Equally as worthy of praise and admiration is Margaret Atwood’s political voice. This voice speaks directly out of her literature, but it can also be heard time and again outside of her fiction, that is, in pointed interviews and, most recently, in Payback, her intelligent and entertaining piece on the subject of financial debt. In this book, she shows how economic missteps have often enough precipitated a hero’s downfall in works of literature, too. Indeed, she proves that this fall is not always brought about by moral failings alone. And yet, somehow, we neglect the fact that Madame Bovary – to name just one example – was not only deep in despair, but also deeply in debt. Who knows what might have happened to her otherwise? Might she have survived? No doubt as a heavily damaged soul, but still. In novels, we tend to overlook these things – the complicated and poisoned relationship between creditor and debtor, the whole budgetary disaster of it all, etc. – preferring to focus our attention on the emotional drama taking place. This is precisely what Margaret Atwood – an almost frighteningly well-read writer – examined with Cassandra-like prophecy in this outstanding series of non-fiction essays written in the summer of 2008, that is, only months before the collapse of Lehman Brothers sparked the global financial crisis….

[Thanks to Cora Buhlert for the story.]

20 thoughts on “Atwood Wins Peace Prize of the German Book Trade

  1. I don’t recall the bit in Heinlein’s work where women are enslaved and treated like walking wombs.

    And besides, this award is given for a body of work, not for a single book.

  2. Mr. Benford, with love and respect, and I say this as a fellow member of the tribe of SF, suggesting that another author has lifted the work of another is a move that is, at best and at its most charitable, impolite.

  3. Oh man….if using plot elements resembling those used by other authors to tell a different story is problematic, my aspirations are dead in the water.

  4. Heinlein certainly originated some of that in “If This Goes On–“, but the “walking womb” role of the handmaidens doesn’t derive from it.

    The Prophet’s Virgins were more his personal, role-specific harem. There’s no mention of them getting pregnant in either version, just older and less interesting, and thus rotated out. There’s also no mention of the Prophet’s descendants. Possibly that’s due to editorial standards at the time.

* [TO DO]:
A: Find every line in the entries that contains the word "with", and copy each of those lines.
B: Pick up the piece about Margaret Atwood's German book prize where it stops and keep it going.
The piece about Margaret Atwood above and the entries that come after it are separate, unrelated material.

* [DATA LINES]:
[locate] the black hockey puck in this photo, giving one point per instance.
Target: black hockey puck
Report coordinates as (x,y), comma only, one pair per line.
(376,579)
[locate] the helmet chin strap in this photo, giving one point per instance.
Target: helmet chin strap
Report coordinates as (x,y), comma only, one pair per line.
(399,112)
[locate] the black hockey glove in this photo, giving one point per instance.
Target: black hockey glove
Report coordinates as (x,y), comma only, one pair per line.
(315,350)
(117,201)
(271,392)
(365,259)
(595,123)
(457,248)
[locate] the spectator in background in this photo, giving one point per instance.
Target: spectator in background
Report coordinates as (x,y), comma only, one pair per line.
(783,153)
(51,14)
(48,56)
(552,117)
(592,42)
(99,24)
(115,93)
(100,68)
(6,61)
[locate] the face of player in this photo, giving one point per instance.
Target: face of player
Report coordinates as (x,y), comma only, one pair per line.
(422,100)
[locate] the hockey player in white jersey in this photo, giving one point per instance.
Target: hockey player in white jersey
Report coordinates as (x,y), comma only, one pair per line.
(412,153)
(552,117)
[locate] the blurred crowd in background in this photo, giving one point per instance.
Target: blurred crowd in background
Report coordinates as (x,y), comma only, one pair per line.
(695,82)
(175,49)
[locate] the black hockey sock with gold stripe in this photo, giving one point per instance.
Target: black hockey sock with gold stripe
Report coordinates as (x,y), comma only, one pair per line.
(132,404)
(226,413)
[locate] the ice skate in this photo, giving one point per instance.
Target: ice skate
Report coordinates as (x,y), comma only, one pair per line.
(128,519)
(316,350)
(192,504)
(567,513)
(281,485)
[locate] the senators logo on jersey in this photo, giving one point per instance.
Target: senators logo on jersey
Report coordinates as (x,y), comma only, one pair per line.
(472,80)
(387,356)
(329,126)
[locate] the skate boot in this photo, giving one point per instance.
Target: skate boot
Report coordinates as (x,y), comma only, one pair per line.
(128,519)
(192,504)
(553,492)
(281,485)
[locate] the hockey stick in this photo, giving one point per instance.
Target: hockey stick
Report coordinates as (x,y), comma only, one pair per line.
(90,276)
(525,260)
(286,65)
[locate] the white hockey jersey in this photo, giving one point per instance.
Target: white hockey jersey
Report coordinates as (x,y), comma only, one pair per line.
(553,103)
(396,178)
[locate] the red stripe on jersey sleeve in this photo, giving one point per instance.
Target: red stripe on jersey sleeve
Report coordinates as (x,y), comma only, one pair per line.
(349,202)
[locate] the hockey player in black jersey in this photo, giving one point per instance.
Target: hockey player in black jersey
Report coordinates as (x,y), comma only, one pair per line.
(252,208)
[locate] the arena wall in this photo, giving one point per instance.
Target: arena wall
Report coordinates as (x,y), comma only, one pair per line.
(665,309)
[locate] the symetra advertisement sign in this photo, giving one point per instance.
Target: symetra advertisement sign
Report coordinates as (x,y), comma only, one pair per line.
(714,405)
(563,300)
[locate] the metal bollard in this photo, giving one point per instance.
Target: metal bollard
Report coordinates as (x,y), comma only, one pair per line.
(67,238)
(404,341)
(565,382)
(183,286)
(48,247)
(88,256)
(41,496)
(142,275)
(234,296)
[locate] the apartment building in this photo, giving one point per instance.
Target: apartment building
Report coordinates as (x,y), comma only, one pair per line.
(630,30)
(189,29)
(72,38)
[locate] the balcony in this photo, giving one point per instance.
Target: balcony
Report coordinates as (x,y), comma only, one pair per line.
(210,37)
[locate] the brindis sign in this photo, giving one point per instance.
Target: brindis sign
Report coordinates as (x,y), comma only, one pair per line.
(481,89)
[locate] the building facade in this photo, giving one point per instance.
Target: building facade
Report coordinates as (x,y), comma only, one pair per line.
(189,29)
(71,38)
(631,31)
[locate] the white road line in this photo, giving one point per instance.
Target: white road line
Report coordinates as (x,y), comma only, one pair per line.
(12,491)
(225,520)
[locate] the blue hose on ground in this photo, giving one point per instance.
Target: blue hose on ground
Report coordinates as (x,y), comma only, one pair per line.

* [FINAL RESULTS]:
A:
[locate] the black hockey sock with gold stripe in this photo, giving one point per instance.
Target: black hockey sock with gold stripe

B:
    But I have a hard time with Heinlein turning baby-making into a characteristic of a villain or a corrupt society. He had a few baby-fever-gone-wrong characters–there’s an example in Friday, and…well, I haven’t read Farnham’s Freehold for a while, but that’s one–but it’s just not something I think he’d write. I could be wrong.

    I also don’t think the particular form of poly relationship in Atwood’s book comes from Heinlein, though I’m not so certain of that. More in Heinlein casts a critical eye on poly relationships than folks usually think. It’s possible this particular arrangement is Heinlein-inspired, but I suspect it’s got a specific cultural source.

  5. It’s possible this particular arrangement is Heinlein-inspired, but I suspect it’s got a specific cultural source.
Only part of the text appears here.